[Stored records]
BEGIN

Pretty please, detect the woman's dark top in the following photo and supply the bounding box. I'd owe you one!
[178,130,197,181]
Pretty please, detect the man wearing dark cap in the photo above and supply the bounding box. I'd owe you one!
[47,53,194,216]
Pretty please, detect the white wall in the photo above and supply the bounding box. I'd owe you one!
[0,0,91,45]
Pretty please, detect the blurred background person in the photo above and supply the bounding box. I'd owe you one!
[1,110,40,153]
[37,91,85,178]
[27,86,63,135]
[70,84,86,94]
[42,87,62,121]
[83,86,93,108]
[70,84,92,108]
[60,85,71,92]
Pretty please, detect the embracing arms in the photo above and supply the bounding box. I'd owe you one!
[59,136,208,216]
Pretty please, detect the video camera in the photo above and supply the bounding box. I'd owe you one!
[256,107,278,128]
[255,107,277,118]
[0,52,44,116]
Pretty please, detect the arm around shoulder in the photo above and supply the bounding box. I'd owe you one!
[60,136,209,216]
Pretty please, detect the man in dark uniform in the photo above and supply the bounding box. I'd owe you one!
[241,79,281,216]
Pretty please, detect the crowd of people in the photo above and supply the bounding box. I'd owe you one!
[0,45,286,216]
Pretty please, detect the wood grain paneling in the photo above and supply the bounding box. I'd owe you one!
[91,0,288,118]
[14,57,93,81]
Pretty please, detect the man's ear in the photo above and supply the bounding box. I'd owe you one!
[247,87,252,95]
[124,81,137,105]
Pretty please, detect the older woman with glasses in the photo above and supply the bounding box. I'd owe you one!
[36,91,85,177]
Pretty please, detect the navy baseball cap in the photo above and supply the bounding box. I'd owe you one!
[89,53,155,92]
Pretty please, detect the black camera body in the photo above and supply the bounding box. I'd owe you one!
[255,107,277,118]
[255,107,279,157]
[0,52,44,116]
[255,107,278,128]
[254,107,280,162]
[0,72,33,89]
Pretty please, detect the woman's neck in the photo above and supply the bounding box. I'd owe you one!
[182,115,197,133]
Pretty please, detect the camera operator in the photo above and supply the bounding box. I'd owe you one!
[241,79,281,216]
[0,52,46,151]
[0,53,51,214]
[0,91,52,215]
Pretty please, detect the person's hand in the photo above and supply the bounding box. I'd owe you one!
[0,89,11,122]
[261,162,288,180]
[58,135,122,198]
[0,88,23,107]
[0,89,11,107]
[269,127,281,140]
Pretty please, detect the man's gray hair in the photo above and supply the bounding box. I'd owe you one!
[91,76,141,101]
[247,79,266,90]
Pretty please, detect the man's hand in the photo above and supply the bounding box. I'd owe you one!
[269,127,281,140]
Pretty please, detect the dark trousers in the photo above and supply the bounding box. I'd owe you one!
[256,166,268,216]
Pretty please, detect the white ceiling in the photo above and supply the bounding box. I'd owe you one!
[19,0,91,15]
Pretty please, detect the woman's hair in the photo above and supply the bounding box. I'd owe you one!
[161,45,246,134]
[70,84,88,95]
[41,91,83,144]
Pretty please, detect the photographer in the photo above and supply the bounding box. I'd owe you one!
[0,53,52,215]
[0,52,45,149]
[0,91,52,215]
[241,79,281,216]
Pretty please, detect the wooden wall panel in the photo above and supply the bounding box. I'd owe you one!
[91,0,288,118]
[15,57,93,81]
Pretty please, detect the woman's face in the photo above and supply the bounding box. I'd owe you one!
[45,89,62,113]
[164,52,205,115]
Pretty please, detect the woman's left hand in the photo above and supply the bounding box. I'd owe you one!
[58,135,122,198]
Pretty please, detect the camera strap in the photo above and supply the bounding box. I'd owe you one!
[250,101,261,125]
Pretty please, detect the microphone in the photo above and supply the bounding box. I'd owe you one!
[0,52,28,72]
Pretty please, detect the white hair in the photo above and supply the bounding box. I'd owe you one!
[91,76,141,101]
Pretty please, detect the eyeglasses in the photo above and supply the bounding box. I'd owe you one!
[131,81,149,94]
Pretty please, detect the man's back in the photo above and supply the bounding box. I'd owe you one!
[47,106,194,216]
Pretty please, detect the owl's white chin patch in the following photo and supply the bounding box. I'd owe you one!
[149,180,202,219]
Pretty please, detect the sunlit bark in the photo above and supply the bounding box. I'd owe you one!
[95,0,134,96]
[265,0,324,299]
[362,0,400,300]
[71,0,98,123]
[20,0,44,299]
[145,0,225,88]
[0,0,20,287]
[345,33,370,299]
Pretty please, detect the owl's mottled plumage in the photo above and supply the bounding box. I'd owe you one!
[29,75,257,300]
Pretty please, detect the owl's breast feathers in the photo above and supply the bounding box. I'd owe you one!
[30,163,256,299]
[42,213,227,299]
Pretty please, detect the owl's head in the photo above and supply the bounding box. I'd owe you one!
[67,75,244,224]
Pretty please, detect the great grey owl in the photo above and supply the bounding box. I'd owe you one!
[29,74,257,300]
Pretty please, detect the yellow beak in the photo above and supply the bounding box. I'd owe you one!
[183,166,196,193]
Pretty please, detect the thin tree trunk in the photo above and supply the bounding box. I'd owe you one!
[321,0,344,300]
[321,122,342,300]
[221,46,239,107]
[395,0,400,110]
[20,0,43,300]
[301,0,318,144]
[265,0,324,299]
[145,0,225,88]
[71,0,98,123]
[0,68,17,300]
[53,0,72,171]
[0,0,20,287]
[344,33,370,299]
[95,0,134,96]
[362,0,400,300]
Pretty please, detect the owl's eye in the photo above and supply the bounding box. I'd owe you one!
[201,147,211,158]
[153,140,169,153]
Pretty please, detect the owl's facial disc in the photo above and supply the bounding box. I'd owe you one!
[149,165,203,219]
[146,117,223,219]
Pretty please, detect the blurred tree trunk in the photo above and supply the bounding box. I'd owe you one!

END

■ INSTRUCTIONS FOR THE TASK ■
Exactly as shown, repeat every record.

■ EXPECTED ANSWER ■
Pretty please, detect the woman's dark top in the following photo and supply the bounding box. I'd owe you one!
[178,130,197,181]
Pretty please, detect the man wearing dark cap in the photo above and supply the bounding box. I'd owe you one!
[47,53,194,216]
Pretty please, detect the white wall in the photo above and supply the bounding box. I'd owe you one!
[0,0,91,45]
Pretty please, detect the blurred background person in the photo above and supply the bounding box. I'd owe you one!
[1,110,40,153]
[37,91,85,178]
[27,86,63,135]
[70,84,86,94]
[42,87,62,121]
[83,86,93,108]
[70,84,92,108]
[60,85,71,92]
Pretty please, detect the embracing arms in the photo above and supply the bounding box. I'd owe you one!
[59,136,208,216]
Pretty please, detect the video camera in the photo above and supply the bounding box. I'd owe you one!
[256,107,278,128]
[255,107,277,118]
[0,52,44,116]
Pretty please, detect the arm around shoulder in the photo above and supply the bounding box. I'd owe you one!
[60,136,209,216]
Pretty please, detect the man in dark uniform in the photo above and supply the bounding box. I'd owe you one!
[241,79,281,216]
Pretty please, detect the crowd of people in the photo above and supply the bounding box. I'd owe you one!
[0,45,286,216]
Pretty please, detect the wood grain paneling in the photo above and supply the bounding box. I'd owe you one!
[91,0,288,118]
[14,57,93,81]
Pretty please, detect the man's ear in the photo above and supply the bounding box. I'd owe you one!
[247,87,252,95]
[124,81,137,105]
Pretty please, detect the older woman with glasses in the photo above and supply the bounding box. I'd owe you one!
[36,91,85,177]
Pretty please, detect the navy baseball cap in the photo above and supply the bounding box. I'd owe you one!
[89,53,155,92]
Pretty please, detect the black camera body in the photo above and supply the bounding box. I'd owe you one!
[255,107,277,118]
[255,107,279,157]
[0,52,44,116]
[255,107,278,128]
[254,107,280,162]
[0,72,33,89]
Pretty please, detect the woman's neck in the photo above and supply the bounding box. I'd owe you one!
[182,115,197,133]
Pretty please, detect the camera operator in the photo above and supply the bounding box. I'd owe you one!
[241,79,281,216]
[0,52,46,151]
[0,53,51,214]
[0,91,52,215]
Pretty please, detect the person's hand in the photo above and supply the bounding box. I'd owe you one!
[0,89,11,122]
[261,162,288,180]
[58,135,122,198]
[0,88,23,107]
[0,89,11,107]
[269,127,281,140]
Pretty please, detect the man's gray hair in the photo above and supply the bounding box. I'd owe you one!
[91,76,141,101]
[247,79,266,90]
Pretty please, detect the man's hand in the photo above and supply the bounding box. I'd owe you one!
[269,127,281,140]
Pretty please, detect the dark trousers in the photo above and supply the bounding box. I'd owe you one!
[256,166,268,216]
Pretty please, detect the white ceiling in the photo above and supply the bounding box. I'd owe you one!
[19,0,91,15]
Pretty please, detect the woman's hair in the photo above and supply the bounding box. I'd owe you one!
[161,45,246,134]
[70,84,88,95]
[41,91,83,144]
Pretty please, detect the photographer in the photo above and supply the bounding box. I'd owe you one!
[0,53,52,215]
[0,52,45,149]
[0,91,52,215]
[241,79,281,216]
Pretty please, detect the wooden wall panel in the photo above and supply the bounding box. I'd owe you one!
[91,0,288,118]
[15,57,93,81]
Pretty please, detect the woman's face in the photo above and supply the bounding box. I'd owe you one!
[45,89,62,113]
[164,52,205,115]
Pretty please, detect the woman's left hand in the photo above and supply the bounding box. I'd owe you one!
[58,135,122,198]
Pretty please, detect the camera strap in the photo above and supply the bounding box. I'd owe you one!
[250,101,261,125]
Pretty please, detect the microphone in the photo above and supply the bounding box. I'd owe you one!
[0,52,28,72]
Pretty please, detect the white hair in the photo above and supply the bounding box. I'd owe you one!
[91,76,141,101]
Pretty please, detect the eyeglasses in the photo above and supply the bounding box. I'd owe you one!
[131,81,149,94]
Pretty please, detect the man's back in the photo above and supply the bounding box. I'd owe you one!
[47,106,194,216]
Pretty please, detect the owl's white chin patch in the following photo and supply the bounding box. I'd owe you one!
[149,180,202,219]
Pretty please, detect the sunlit bark in the photo above and supply the bounding box. I'd owe you one!
[95,0,134,96]
[265,0,324,299]
[362,0,400,300]
[71,0,98,123]
[20,0,44,299]
[145,0,225,88]
[0,0,20,287]
[345,33,370,299]
Pretty please, detect the owl's mottled plumage in the photo above and supply the bounding box. I'd owe you one!
[29,75,257,300]
Pretty please, detect the owl's breast feathers in the photo above and supply the bounding box. I'd owe you one!
[30,163,256,299]
[42,213,227,299]
Pretty please, detect the owl's head in the photo above and supply the bounding box. I'd owe you one!
[67,75,244,224]
Pretty please, detect the great grey owl in the photo above and supply the bounding box. I'd owe you one!
[29,74,257,300]
Pretty please, detect the yellow beak in the photo above and supply the bounding box. I'd owe you one!
[183,166,196,193]
Pretty please, detect the thin tree trunk in the photo above and supply the bounding box. I'd owe you one!
[321,0,344,300]
[321,122,342,300]
[221,46,239,107]
[395,0,400,110]
[20,0,43,300]
[301,0,318,144]
[265,0,324,299]
[145,0,225,88]
[71,0,98,123]
[0,68,17,300]
[53,0,72,171]
[0,0,20,287]
[344,33,370,299]
[95,0,134,96]
[362,0,400,300]
Pretty please, detect the owl's eye in the photo above and supply the bounding box. I'd owe you one!
[201,147,211,158]
[153,140,169,153]
Pretty please, detect the owl's facial disc in the photo above and supply the bounding box. I'd owe you one!
[149,165,203,219]
[146,117,223,219]
Pretty please, detect the blurred tree trunk in the photo above and supply the bounding box. I'd owe you one!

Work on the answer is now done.